__GIVEN PROBLEM__
Extract each line below that contains the string "hair". The match is case-sensitive.
○ ○ ○
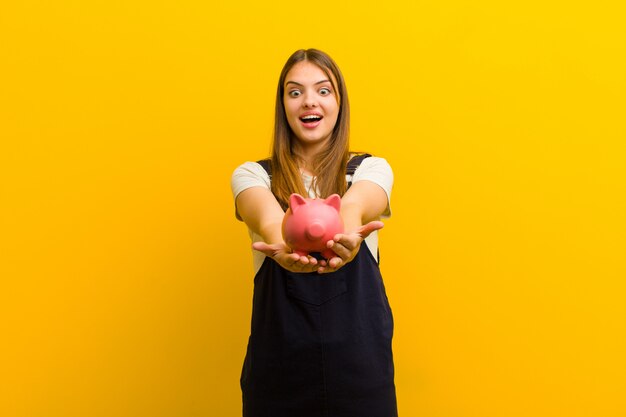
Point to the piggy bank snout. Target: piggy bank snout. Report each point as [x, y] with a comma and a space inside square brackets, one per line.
[315, 230]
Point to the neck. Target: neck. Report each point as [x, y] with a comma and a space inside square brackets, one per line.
[306, 156]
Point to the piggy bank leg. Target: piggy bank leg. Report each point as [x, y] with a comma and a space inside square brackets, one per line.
[328, 253]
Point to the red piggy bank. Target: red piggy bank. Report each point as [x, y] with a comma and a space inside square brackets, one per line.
[310, 223]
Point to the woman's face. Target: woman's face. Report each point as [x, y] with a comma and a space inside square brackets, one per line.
[311, 104]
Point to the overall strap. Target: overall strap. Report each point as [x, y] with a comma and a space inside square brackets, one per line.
[353, 164]
[267, 166]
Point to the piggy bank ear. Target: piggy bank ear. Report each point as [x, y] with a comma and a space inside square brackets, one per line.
[296, 201]
[334, 201]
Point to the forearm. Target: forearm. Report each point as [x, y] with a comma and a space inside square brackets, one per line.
[364, 202]
[261, 212]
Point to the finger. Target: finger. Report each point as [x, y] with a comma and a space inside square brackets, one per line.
[265, 248]
[335, 262]
[341, 250]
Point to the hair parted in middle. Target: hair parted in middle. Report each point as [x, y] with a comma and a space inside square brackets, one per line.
[330, 165]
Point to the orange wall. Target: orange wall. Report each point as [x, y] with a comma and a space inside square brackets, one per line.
[125, 280]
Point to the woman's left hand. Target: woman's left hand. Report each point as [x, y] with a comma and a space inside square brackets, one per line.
[347, 245]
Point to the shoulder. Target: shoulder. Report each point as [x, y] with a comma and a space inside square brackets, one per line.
[249, 174]
[374, 165]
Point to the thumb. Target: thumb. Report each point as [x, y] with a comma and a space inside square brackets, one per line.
[370, 227]
[263, 247]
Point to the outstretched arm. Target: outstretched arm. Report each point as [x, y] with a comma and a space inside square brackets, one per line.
[361, 207]
[259, 209]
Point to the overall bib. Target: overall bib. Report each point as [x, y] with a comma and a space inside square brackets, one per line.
[320, 344]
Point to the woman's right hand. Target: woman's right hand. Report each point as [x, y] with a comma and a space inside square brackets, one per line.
[286, 258]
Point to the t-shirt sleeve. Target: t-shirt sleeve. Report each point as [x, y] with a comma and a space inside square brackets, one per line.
[247, 175]
[378, 171]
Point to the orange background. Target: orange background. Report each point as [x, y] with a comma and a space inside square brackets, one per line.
[126, 282]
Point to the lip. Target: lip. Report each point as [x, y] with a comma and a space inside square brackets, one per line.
[310, 125]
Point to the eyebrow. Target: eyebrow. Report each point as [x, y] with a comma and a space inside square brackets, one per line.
[301, 85]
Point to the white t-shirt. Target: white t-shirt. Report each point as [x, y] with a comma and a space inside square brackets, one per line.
[374, 169]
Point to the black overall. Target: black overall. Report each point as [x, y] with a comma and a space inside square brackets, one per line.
[320, 344]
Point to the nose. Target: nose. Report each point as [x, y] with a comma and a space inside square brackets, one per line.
[309, 101]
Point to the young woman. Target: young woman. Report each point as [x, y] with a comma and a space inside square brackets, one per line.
[320, 343]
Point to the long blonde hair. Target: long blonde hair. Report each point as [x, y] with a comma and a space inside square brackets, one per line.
[330, 165]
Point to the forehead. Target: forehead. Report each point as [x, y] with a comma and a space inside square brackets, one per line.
[305, 72]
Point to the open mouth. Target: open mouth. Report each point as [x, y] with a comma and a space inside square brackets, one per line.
[310, 119]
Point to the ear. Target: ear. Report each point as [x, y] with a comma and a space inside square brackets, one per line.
[334, 201]
[296, 201]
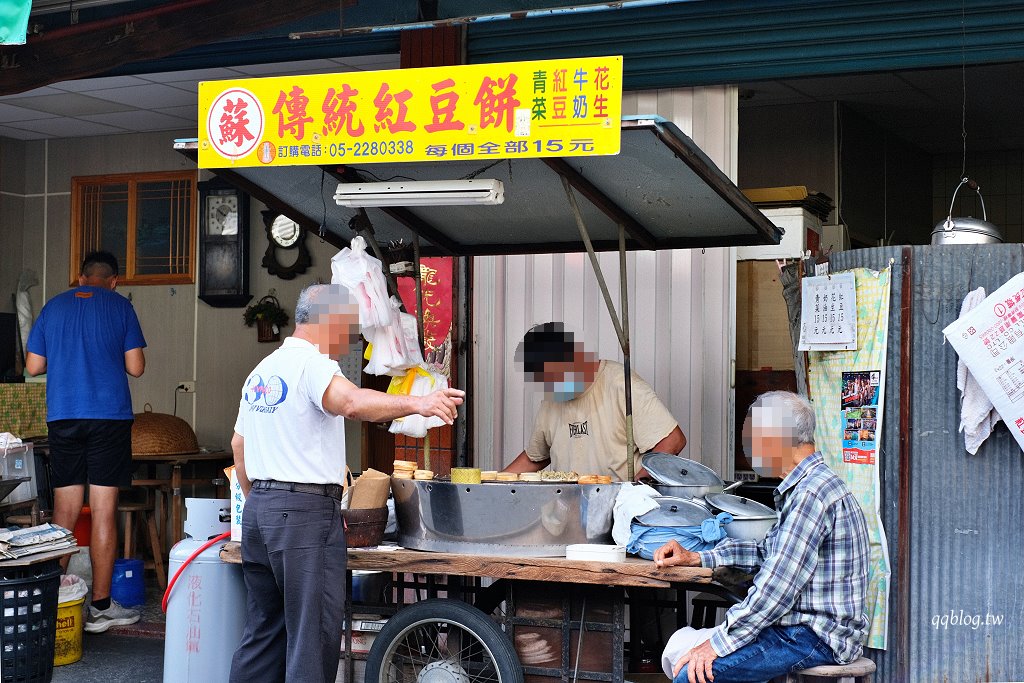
○ ○ ○
__THE SOLUTION__
Point to the hair parted in middle. Target: hair parted in middle. Report each point as [x, y] with a comma and a space inside square brackets, one per line.
Point to the long blonde hair. Target: long blonde hair. Report each point as [x, y] with a comma and a space inside square brackets, one per line.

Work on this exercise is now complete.